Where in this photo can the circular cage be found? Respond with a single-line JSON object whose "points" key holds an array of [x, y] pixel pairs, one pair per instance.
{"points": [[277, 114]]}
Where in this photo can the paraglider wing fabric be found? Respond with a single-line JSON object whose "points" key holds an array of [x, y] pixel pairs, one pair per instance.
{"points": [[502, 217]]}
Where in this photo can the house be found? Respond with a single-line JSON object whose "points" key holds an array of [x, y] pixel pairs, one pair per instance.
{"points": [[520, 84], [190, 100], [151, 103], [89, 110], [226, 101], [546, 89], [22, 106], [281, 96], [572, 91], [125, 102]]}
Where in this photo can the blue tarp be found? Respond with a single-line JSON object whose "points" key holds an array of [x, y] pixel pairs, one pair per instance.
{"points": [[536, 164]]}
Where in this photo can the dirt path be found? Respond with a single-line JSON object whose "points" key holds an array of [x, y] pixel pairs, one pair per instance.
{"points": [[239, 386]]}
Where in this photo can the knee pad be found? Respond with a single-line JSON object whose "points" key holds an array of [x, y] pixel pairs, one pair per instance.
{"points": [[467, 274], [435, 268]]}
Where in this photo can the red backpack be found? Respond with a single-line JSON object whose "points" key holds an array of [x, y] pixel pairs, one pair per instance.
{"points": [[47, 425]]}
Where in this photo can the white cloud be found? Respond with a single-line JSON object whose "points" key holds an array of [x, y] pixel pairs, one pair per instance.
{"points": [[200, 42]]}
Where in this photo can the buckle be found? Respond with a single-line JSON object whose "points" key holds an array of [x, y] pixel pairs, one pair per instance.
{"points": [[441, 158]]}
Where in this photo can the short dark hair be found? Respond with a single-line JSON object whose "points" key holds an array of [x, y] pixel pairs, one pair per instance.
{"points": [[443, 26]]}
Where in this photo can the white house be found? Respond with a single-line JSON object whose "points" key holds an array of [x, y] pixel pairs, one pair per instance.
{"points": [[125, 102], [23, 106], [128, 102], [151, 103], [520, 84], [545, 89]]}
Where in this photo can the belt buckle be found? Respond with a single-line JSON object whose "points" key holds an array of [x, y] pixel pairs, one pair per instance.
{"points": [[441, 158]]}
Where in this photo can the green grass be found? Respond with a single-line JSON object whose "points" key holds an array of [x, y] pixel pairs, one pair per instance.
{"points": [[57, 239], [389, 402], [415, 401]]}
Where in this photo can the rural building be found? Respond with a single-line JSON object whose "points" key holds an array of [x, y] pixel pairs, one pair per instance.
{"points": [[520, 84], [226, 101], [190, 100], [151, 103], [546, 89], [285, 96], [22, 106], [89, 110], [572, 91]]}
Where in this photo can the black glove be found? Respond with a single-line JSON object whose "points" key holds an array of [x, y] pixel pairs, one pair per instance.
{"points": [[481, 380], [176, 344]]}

· · · · · · ·

_Goal of the exercise_: Word for word, copy the line containing "Where in this photo can the black" and each line after it to the end of the records, and nothing besides.

_Output_:
Where in this photo can the black glove be found? Respond with a single-line JSON object whose "points" key holds an array of [x, y] pixel pairs, one pair per instance.
{"points": [[481, 380], [176, 344]]}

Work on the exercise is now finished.